*** Opening MATERIAL PROVIDED ***

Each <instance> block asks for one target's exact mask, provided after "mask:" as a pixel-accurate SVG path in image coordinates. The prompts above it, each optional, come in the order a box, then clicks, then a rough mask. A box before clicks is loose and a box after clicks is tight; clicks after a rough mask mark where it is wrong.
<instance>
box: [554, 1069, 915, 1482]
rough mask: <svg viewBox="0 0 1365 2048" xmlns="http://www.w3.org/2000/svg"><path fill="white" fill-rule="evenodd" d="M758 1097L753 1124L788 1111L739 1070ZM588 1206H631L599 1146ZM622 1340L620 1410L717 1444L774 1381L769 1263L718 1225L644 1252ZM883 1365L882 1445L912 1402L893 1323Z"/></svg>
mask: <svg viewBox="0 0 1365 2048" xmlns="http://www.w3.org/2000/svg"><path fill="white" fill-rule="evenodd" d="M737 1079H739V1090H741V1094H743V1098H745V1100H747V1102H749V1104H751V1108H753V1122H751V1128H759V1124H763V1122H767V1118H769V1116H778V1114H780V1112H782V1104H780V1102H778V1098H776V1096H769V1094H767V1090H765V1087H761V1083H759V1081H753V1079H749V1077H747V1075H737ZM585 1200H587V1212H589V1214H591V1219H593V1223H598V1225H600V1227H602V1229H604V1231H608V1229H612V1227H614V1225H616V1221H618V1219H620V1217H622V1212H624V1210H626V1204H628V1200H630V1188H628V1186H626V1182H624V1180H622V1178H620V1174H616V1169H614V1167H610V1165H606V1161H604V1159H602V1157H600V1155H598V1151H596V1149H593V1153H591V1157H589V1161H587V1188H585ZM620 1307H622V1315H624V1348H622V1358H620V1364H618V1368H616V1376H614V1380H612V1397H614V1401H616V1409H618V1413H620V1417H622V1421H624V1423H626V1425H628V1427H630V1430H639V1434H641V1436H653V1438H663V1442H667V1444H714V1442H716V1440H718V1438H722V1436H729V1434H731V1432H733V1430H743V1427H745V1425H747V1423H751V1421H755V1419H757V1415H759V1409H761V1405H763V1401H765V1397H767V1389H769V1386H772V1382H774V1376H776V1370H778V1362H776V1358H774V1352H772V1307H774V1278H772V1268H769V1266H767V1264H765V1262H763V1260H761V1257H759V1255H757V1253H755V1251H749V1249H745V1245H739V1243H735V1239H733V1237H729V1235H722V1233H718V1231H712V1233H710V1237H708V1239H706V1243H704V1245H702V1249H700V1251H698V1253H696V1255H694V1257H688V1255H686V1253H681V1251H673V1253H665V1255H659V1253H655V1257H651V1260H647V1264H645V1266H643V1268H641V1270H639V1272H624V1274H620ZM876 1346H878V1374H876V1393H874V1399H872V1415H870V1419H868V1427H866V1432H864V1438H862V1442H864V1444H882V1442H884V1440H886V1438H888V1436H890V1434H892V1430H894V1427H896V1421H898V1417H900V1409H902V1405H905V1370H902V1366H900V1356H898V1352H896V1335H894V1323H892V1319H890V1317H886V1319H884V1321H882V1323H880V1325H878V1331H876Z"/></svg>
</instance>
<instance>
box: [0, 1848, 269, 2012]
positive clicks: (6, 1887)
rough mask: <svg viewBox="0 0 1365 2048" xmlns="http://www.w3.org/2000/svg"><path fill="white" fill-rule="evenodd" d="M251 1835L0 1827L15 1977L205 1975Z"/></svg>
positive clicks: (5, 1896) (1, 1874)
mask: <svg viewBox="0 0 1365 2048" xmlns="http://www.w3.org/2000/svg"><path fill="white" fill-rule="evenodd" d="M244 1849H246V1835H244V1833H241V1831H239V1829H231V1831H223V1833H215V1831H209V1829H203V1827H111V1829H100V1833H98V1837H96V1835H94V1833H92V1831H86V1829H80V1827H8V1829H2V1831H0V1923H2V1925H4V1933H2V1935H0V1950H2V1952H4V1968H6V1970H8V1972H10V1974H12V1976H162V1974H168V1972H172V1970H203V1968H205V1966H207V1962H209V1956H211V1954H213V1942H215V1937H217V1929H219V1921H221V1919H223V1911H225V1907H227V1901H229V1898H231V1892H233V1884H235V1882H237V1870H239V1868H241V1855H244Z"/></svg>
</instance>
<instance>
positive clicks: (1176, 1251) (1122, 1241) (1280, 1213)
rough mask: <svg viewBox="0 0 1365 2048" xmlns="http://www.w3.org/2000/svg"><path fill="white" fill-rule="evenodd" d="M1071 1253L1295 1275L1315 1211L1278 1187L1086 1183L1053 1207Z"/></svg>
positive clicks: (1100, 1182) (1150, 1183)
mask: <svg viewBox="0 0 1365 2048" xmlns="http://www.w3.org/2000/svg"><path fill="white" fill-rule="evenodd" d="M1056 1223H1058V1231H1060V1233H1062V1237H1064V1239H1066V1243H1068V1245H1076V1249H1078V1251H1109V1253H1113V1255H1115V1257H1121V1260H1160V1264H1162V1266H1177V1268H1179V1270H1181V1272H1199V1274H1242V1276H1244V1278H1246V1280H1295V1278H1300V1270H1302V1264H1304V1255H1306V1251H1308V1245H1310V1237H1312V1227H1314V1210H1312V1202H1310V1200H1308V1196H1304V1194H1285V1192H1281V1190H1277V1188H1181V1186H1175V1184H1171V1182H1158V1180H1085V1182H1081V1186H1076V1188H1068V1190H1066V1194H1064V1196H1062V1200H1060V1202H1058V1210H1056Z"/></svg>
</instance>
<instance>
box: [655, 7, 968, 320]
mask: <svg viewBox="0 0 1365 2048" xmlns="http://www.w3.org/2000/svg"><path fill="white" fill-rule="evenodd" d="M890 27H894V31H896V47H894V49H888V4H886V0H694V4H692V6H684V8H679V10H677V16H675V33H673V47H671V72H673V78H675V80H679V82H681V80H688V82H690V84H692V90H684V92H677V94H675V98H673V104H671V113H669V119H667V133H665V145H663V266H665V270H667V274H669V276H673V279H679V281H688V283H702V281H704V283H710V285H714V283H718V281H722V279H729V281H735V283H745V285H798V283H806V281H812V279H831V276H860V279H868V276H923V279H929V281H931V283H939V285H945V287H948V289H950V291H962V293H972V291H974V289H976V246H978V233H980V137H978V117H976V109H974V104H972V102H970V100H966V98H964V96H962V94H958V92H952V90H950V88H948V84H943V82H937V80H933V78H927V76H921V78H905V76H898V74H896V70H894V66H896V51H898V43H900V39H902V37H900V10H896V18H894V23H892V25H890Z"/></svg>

*** Closing MATERIAL PROVIDED ***

> _WHAT YOU ARE ASKED TO DO_
Find each line in the rows above that contains the string "clicks" and copy those lines out. Case counts.

> _ANSWER SECTION_
Each <instance> block asks for one target's exact mask, provided after "mask:" as a pixel-accurate SVG path in image coordinates. The prompts above it, each optional, come in the order a box, then clicks, then a rough mask. A box before clicks is loose and a box after clicks is tight; clicks after a rough mask mark where it is wrong.
positive clicks: (6, 1887)
positive clicks: (5, 1896) (1, 1874)
positive clicks: (1176, 1251) (1122, 1241) (1280, 1213)
positive clicks: (1100, 1182) (1150, 1183)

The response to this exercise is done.